### [Passage given]
# # # # #
Bio-inspired design is cool. Usually, we think about sophisticated contemporary organisms, such as bird, insect, and bat flight; extreme swimmers or runners; or gecko's feet.
We don't generally think about ancient, "primitive" life forms as models for cool high-tech stuff.
But, of course, ancient life was supremely well adapted to this planet.
This summer researchers from China and the US NIST report on an amazing light field camera that was inspired by the eyes of extinct Trilobites [1]. Trilobites are generally considered primitive sea creatures, though they thrived for over 200 million years, which is longer than mammals have been around, let along puny humans.
Inspired by what we know about Trilobite eyes, the design is simply awesome. The details go far beyond my own paltry understanding of optics, but I gather that the device has a forest of nanoscale pillars which "manipulate light in a variety of ways" [2].
# # # # #
### [Required work]
A. Which features of sophisticated contemporary organisms does the piece on the trilobite-inspired camera name as the usual models for bio-inspired design?
B. Carry on the piece about the trilobite-inspired light field camera, starting after its last sentence.

Point placement rows
# # # # #
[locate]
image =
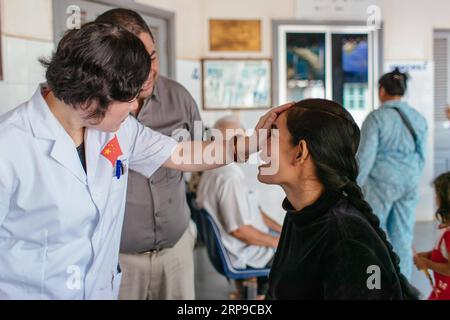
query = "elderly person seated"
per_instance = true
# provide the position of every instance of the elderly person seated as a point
(244, 227)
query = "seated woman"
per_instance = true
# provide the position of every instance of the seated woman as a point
(331, 245)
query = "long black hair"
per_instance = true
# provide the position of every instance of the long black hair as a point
(101, 63)
(333, 139)
(442, 189)
(394, 83)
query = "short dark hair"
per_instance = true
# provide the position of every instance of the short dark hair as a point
(442, 189)
(127, 19)
(394, 83)
(100, 63)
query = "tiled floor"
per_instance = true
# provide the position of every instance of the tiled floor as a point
(209, 285)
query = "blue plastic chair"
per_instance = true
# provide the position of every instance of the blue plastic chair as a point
(210, 235)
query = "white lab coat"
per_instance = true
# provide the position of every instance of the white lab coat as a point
(60, 228)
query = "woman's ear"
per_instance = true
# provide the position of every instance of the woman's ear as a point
(302, 152)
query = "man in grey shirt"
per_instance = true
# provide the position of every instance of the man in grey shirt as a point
(157, 238)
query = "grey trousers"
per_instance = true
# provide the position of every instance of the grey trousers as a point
(164, 275)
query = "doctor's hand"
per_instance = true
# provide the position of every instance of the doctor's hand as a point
(261, 133)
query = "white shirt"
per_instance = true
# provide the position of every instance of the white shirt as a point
(224, 193)
(60, 228)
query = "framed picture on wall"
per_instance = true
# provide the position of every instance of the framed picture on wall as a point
(236, 84)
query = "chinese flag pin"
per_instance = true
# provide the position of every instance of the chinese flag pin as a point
(112, 150)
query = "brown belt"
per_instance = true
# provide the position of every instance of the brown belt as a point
(150, 251)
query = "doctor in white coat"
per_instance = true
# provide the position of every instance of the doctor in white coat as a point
(64, 158)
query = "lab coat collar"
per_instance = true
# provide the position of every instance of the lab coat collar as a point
(45, 126)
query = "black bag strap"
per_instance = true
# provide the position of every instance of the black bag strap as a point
(408, 126)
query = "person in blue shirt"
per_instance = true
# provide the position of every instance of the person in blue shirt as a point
(391, 158)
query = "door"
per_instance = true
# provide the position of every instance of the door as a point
(336, 62)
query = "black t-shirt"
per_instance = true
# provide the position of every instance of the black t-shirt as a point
(329, 251)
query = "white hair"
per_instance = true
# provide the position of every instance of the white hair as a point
(230, 119)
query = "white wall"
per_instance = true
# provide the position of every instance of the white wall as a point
(26, 36)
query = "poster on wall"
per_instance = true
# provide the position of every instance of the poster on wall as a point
(188, 74)
(419, 95)
(335, 10)
(234, 35)
(236, 84)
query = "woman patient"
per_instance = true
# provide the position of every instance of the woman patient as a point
(331, 245)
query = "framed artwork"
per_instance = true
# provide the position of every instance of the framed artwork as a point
(236, 84)
(234, 35)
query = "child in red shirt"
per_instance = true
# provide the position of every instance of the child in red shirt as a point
(438, 259)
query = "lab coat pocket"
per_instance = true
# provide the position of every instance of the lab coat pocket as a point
(23, 268)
# # # # #
### [Outputs in order]
A. Bird flight, insect flight, bat flight, extreme swimmers, extreme runners, and gecko's feet.

B.
In particular, these structures (which are about the size of the wavelength of visible light) separate right and left polarized photons from the scene, allowing the light to be focused both near and far. This is "The Trilobite Trick", so to speak.
Now, when the eye is focused on two distances, everything else is out of focus. But, hey, we've got neural networks (and Trilobites probably did, too), so we can clean things up. So—ta da!—one "metalens" simultaneously looking at everything!
As a matter of fact, we do want this in our phone!
It will be a while before these are widely available, but since this design is quite compatible with conventional CMOS chip production, there really is no reason it can't happen.
Cool!
OK, let's be candid here.
The real reason I was so interested in this was because Trilobite Eyes would be a great name for a band. In fact, the Spectrum article is a cornucopia of great band names.
So Many Great Band Names!
Trilobite Eyes
Metalens
Extreme Depth of Field
"Boasts Huge"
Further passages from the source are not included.